*Stated exercise a*
List every kind of negative development named in the business combination passage.

____ Text section

For an indefinite period of time after the completion of our initial Business Combination, the prospects for our success may depend entirely on the future performance of a single business. Unlike other entities that have the resources to complete Business Combinations with multiple entities in one or several industries, it is probable that we will not have the resources to diversify our operations and mitigate the risks of being in a single line of business. In addition, we intend to focus our search for an initial Business Combination in a single industry. By completing our Business Combination with only a single entity, our lack of diversification may:

 

subject us to negative economic, competitive and regulatory developments, any or all of which may have a substantial adverse impact on the particular industry in which we operate after our initial Business Combination, and

 

cause us to depend on the marketing and sale of a single product or limited number of products or services.

________

*Stated exercise b*
Rescale the listing from the line containing "Would you mind indicating the white paper" through the end of the listing, inclusive, by multiplying every point coordinate by 1.8 and rounding to whole numbers, with halves rounded up. Reproduce each request line unchanged alongside the adjusted coordinates, and output only these lines.

____ Task inputs

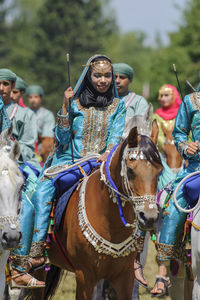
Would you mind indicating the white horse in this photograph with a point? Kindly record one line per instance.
(195, 239)
(11, 183)
(195, 244)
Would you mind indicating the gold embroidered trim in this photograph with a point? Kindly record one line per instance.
(195, 99)
(62, 121)
(139, 243)
(20, 261)
(37, 249)
(181, 146)
(95, 126)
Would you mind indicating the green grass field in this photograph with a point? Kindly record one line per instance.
(66, 289)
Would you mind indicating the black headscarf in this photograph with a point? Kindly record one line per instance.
(91, 97)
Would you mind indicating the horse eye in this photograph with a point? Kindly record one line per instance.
(130, 173)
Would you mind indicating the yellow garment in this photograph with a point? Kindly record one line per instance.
(168, 124)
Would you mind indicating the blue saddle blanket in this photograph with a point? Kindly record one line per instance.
(64, 180)
(65, 184)
(191, 189)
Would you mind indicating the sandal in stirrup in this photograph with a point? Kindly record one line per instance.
(164, 291)
(31, 284)
(140, 266)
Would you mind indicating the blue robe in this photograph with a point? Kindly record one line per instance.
(188, 119)
(95, 129)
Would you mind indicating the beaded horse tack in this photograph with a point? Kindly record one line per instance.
(99, 243)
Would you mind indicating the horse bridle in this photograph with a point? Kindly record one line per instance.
(13, 221)
(137, 202)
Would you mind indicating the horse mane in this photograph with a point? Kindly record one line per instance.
(147, 147)
(8, 164)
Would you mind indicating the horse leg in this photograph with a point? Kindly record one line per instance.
(195, 244)
(84, 286)
(188, 287)
(123, 286)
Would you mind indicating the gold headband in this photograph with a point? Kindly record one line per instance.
(99, 63)
(164, 89)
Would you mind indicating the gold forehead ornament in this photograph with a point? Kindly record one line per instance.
(99, 66)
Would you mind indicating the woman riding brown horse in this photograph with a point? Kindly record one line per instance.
(92, 235)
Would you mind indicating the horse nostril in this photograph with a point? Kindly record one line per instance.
(4, 237)
(20, 236)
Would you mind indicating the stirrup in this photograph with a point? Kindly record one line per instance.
(164, 291)
(36, 268)
(140, 266)
(32, 283)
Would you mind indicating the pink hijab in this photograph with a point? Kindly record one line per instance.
(21, 102)
(170, 112)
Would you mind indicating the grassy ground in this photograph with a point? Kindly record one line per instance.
(67, 287)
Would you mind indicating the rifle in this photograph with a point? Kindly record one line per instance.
(69, 108)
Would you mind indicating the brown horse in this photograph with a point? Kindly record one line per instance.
(92, 233)
(45, 145)
(173, 158)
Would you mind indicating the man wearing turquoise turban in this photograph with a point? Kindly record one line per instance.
(45, 118)
(135, 104)
(18, 91)
(25, 132)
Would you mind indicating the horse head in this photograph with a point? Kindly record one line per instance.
(11, 183)
(141, 165)
(173, 158)
(45, 146)
(142, 122)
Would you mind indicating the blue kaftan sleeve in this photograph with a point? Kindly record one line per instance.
(117, 124)
(182, 127)
(62, 129)
(4, 119)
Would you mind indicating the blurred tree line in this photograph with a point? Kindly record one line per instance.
(35, 36)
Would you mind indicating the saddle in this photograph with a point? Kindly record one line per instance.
(66, 182)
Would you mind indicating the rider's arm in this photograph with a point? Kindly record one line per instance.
(49, 124)
(182, 127)
(117, 123)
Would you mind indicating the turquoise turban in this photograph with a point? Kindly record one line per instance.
(124, 69)
(20, 84)
(35, 89)
(6, 74)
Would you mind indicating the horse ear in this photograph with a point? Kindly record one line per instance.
(6, 134)
(132, 139)
(15, 151)
(154, 132)
(149, 113)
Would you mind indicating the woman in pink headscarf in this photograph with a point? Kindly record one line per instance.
(170, 101)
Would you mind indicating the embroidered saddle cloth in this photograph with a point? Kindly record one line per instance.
(191, 189)
(65, 184)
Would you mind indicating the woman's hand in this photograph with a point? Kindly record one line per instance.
(103, 157)
(68, 95)
(192, 148)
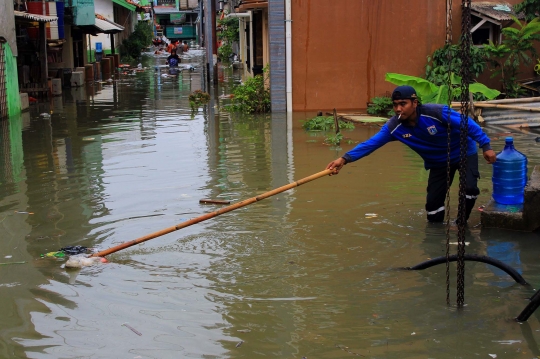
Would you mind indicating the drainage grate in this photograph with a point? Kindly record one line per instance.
(3, 94)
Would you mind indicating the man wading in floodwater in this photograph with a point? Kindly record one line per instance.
(424, 129)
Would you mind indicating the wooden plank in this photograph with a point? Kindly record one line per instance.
(213, 201)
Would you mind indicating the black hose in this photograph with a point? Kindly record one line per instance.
(474, 258)
(530, 308)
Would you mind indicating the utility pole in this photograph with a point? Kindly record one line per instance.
(209, 38)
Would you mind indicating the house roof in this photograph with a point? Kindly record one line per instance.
(35, 17)
(252, 4)
(163, 10)
(102, 26)
(107, 27)
(495, 10)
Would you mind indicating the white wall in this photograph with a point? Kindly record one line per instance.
(103, 8)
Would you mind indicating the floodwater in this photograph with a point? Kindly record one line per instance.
(303, 274)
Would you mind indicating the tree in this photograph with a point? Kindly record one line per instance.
(516, 48)
(531, 9)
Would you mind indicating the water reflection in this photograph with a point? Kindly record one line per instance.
(301, 274)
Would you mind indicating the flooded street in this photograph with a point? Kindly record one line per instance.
(302, 274)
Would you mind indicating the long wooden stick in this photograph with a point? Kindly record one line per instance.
(508, 107)
(213, 214)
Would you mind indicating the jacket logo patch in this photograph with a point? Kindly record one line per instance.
(432, 130)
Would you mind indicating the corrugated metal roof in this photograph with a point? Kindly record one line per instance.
(497, 10)
(35, 17)
(165, 10)
(108, 27)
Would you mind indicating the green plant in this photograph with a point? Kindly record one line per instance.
(228, 33)
(380, 105)
(197, 98)
(431, 93)
(530, 8)
(438, 66)
(325, 123)
(139, 39)
(253, 96)
(334, 139)
(517, 48)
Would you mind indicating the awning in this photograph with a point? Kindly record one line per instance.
(494, 11)
(35, 17)
(253, 4)
(166, 10)
(108, 27)
(124, 3)
(102, 26)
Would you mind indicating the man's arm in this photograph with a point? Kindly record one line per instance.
(361, 150)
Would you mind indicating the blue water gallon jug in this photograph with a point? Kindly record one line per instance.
(509, 175)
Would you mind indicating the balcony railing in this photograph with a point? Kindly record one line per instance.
(166, 2)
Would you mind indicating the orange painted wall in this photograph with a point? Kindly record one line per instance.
(342, 49)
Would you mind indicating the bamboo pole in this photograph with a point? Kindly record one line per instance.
(213, 214)
(504, 101)
(507, 107)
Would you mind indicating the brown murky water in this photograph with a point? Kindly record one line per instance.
(302, 274)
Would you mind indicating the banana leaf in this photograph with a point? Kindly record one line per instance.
(422, 87)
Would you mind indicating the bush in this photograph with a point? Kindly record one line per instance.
(140, 39)
(253, 96)
(325, 123)
(380, 105)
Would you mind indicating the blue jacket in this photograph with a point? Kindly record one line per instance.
(428, 137)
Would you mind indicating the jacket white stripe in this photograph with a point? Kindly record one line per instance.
(436, 211)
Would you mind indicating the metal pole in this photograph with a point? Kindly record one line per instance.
(209, 39)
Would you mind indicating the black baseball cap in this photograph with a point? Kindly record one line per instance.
(404, 93)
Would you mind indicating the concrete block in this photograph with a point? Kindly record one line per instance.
(25, 104)
(525, 217)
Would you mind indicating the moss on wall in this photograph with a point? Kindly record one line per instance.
(12, 84)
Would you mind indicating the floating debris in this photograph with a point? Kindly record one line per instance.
(8, 263)
(58, 254)
(132, 329)
(73, 250)
(82, 260)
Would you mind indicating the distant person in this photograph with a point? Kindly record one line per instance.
(173, 59)
(424, 129)
(179, 48)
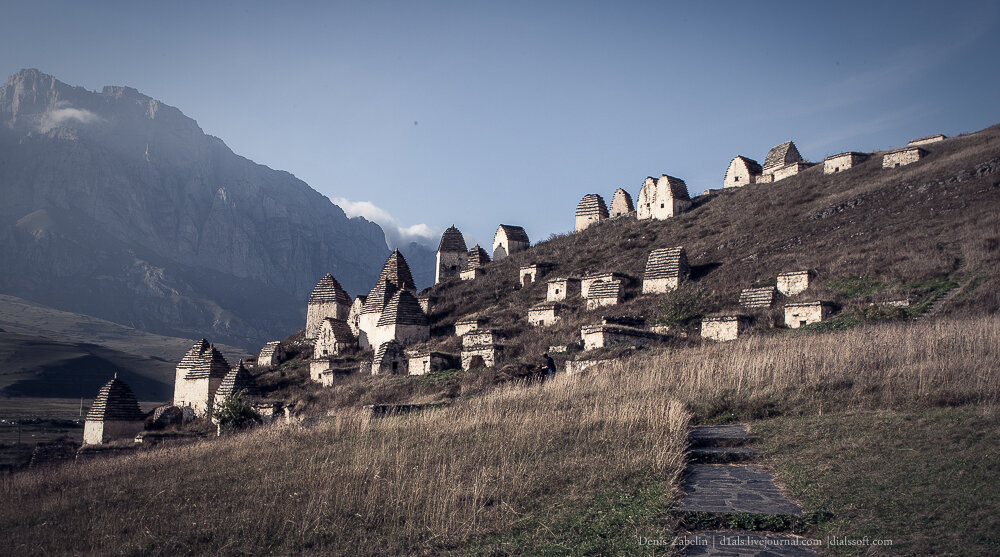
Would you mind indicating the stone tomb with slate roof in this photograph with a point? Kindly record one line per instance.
(792, 283)
(661, 198)
(666, 268)
(328, 299)
(422, 362)
(198, 375)
(402, 320)
(756, 298)
(271, 355)
(115, 414)
(843, 161)
(605, 293)
(621, 205)
(545, 314)
(452, 255)
(590, 210)
(723, 328)
(902, 157)
(476, 260)
(509, 239)
(742, 171)
(562, 288)
(531, 273)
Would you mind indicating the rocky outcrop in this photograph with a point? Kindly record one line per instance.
(119, 206)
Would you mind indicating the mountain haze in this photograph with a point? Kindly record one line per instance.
(116, 205)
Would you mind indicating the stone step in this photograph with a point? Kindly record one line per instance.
(733, 489)
(746, 544)
(718, 435)
(722, 455)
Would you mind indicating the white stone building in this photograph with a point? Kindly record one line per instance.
(806, 313)
(723, 328)
(666, 268)
(741, 171)
(621, 205)
(902, 157)
(114, 414)
(198, 376)
(562, 288)
(545, 314)
(328, 299)
(792, 283)
(661, 198)
(590, 210)
(452, 255)
(402, 321)
(843, 161)
(529, 274)
(271, 355)
(509, 239)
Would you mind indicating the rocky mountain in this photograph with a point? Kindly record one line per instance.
(115, 205)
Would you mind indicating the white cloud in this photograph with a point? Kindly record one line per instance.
(61, 114)
(395, 234)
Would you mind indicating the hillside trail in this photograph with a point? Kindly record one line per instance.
(732, 508)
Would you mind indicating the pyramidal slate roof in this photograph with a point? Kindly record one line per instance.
(115, 402)
(452, 241)
(379, 297)
(477, 258)
(403, 309)
(329, 290)
(397, 271)
(513, 233)
(203, 361)
(752, 166)
(238, 379)
(666, 263)
(622, 202)
(783, 154)
(341, 331)
(605, 289)
(592, 205)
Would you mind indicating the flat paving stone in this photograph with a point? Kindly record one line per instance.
(746, 544)
(730, 488)
(701, 432)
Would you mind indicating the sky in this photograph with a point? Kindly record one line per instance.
(420, 115)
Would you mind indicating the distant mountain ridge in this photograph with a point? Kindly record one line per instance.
(116, 205)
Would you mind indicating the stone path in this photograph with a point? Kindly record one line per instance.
(715, 492)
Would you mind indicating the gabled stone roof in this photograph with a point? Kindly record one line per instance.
(513, 233)
(591, 205)
(477, 258)
(238, 379)
(622, 202)
(341, 331)
(452, 241)
(666, 263)
(403, 309)
(115, 402)
(605, 289)
(379, 297)
(783, 154)
(752, 166)
(329, 290)
(203, 361)
(397, 271)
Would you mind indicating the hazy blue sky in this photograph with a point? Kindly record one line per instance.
(477, 113)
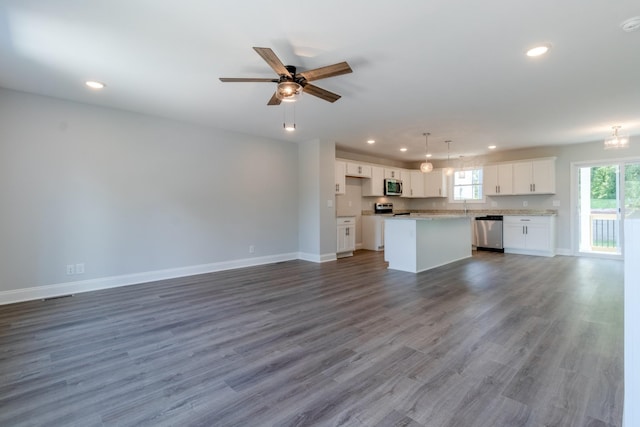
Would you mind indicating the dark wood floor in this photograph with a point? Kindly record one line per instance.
(495, 340)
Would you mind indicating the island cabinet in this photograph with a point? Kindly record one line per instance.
(435, 183)
(346, 228)
(529, 235)
(534, 177)
(374, 186)
(341, 181)
(358, 170)
(498, 180)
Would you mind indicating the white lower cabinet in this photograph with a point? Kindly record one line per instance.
(346, 227)
(529, 235)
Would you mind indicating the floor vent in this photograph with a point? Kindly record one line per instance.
(58, 297)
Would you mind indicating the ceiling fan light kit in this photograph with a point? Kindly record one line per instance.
(291, 84)
(616, 140)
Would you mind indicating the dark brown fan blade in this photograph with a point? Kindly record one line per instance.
(234, 79)
(273, 61)
(274, 100)
(328, 71)
(321, 93)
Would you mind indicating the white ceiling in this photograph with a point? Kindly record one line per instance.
(454, 68)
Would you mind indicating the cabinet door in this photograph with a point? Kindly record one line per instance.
(341, 181)
(505, 179)
(417, 184)
(435, 184)
(522, 179)
(374, 186)
(537, 235)
(358, 170)
(490, 180)
(513, 235)
(544, 176)
(392, 173)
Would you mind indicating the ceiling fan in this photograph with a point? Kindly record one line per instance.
(291, 84)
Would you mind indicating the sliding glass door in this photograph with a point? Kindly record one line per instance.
(607, 193)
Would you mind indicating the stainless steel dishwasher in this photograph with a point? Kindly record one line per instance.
(488, 230)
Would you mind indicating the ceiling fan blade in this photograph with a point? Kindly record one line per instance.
(274, 100)
(274, 62)
(321, 93)
(328, 71)
(234, 79)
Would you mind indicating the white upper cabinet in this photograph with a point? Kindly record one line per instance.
(435, 183)
(498, 179)
(534, 177)
(416, 185)
(341, 181)
(392, 173)
(358, 170)
(374, 186)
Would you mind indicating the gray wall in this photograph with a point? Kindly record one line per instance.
(566, 155)
(126, 193)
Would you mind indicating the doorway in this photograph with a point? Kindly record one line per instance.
(607, 193)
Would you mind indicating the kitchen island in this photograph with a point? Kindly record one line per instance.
(421, 242)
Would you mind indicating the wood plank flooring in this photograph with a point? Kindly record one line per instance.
(494, 340)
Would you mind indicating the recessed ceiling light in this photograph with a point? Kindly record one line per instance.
(95, 85)
(539, 50)
(631, 24)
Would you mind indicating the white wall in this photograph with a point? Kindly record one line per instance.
(126, 193)
(317, 235)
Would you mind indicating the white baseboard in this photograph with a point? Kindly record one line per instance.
(68, 288)
(316, 258)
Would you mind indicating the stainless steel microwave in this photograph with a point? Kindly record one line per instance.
(392, 187)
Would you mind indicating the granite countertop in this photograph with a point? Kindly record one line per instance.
(474, 213)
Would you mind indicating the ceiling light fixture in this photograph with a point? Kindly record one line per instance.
(448, 170)
(426, 166)
(94, 84)
(539, 50)
(616, 140)
(631, 24)
(288, 91)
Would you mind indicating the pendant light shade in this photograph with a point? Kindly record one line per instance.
(616, 140)
(426, 166)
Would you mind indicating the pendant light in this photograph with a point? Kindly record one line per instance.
(448, 170)
(616, 140)
(426, 166)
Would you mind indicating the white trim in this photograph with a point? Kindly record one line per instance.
(59, 289)
(317, 258)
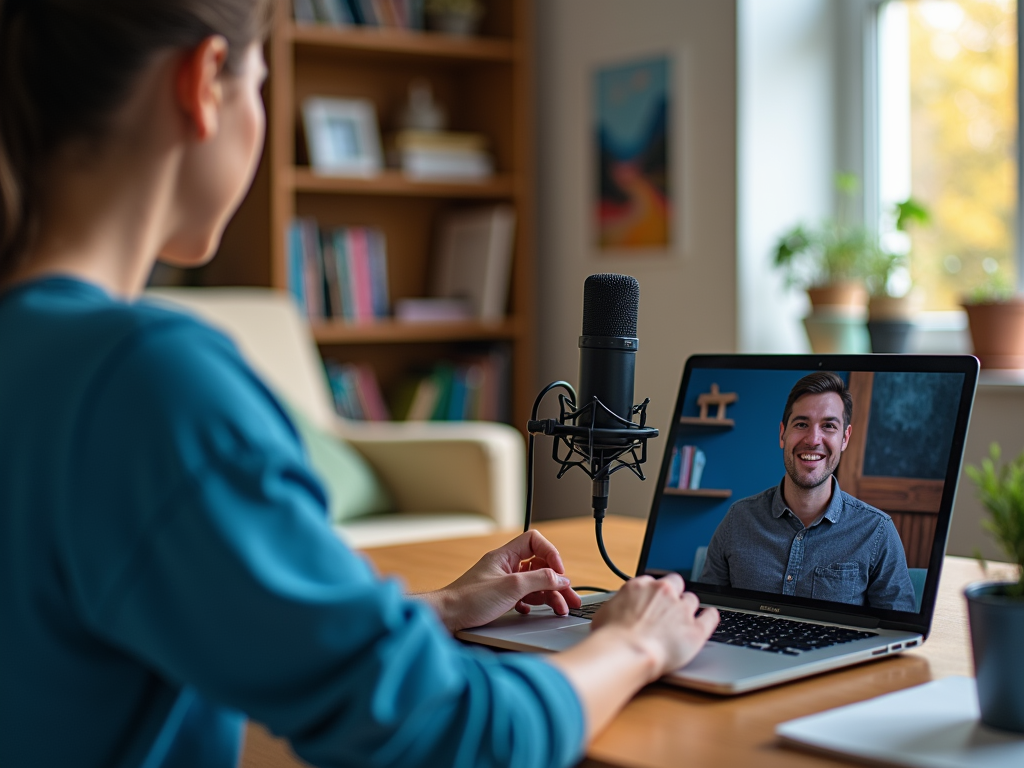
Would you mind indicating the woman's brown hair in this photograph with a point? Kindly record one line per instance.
(66, 66)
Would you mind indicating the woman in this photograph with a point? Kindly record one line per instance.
(166, 566)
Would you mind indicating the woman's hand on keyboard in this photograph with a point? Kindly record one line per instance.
(525, 571)
(659, 620)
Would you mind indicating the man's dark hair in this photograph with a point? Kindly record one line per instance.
(818, 383)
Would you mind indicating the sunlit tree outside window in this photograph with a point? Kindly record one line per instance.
(947, 86)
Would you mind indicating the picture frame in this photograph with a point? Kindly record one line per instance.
(342, 137)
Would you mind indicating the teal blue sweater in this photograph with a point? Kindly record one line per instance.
(167, 569)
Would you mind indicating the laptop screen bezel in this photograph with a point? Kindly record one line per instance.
(800, 364)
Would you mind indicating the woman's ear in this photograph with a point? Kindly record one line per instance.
(200, 90)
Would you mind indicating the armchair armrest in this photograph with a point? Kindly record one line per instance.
(446, 467)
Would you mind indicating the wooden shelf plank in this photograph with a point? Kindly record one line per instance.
(392, 42)
(392, 332)
(396, 184)
(706, 493)
(696, 421)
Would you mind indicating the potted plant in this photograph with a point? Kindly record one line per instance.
(996, 608)
(995, 318)
(829, 261)
(892, 303)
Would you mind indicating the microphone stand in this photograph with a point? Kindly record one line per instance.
(599, 452)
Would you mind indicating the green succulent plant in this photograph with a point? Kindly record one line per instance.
(1000, 488)
(833, 252)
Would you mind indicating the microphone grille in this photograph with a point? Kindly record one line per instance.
(610, 303)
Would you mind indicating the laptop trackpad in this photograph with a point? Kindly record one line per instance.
(559, 639)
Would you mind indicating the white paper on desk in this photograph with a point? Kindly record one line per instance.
(935, 725)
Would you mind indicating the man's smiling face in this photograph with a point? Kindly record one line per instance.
(814, 438)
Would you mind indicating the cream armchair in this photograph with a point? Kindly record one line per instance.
(446, 479)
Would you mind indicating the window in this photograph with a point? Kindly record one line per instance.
(947, 108)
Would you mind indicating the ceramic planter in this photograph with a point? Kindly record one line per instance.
(997, 333)
(996, 627)
(845, 296)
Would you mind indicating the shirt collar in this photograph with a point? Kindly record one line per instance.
(833, 512)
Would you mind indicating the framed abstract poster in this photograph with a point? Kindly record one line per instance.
(633, 199)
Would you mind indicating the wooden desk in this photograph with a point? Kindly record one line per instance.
(667, 726)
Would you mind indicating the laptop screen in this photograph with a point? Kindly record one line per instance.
(844, 507)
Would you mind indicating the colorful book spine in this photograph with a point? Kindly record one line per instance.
(296, 281)
(686, 467)
(697, 472)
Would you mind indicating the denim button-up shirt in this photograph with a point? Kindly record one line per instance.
(851, 555)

________

*Problem solution a*
Economic, competitive, regulatory

*Problem solution b*
Would you mind indicating the white paper on desk in this photograph with a point? Kindly record one line per instance.
(1683, 1305)
Would you mind indicating the man's smiling face in this photograph with a point? Kindly record one line per instance.
(1465, 788)
Would you mind indicating the cream armchair in this photograph with a point? Kindly record one line per instance.
(803, 862)
Would you mind indicating the window in this photograph with a point? Kindly record one line per instance.
(1705, 194)
Would you mind indicating the ceramic planter in this photograph with a point? Kindly record one line per instance.
(1795, 599)
(1793, 1129)
(1521, 533)
Would you mind indicating the shirt collar in this photograph with a point? Kindly record one line per instance.
(1499, 922)
Would you mind indicating the framed abstract poster in this photograph with a point? Kindly record one line per instance.
(1139, 358)
Would you mind indicating the wooden desk in this photograph with a point? Kindly record one line per instance.
(1201, 1307)
Would you mind indicating the laptop screen in this photograph with a point? Kindly record one line per instance.
(1519, 913)
Would you mind indicating the colorful book spine in this photograph with a point? Kindly record one line per instance.
(533, 506)
(1235, 841)
(1255, 850)
Would you mind indicating the denim button-up shirt in this photograph with a point? Kindly record one line per instance.
(1532, 999)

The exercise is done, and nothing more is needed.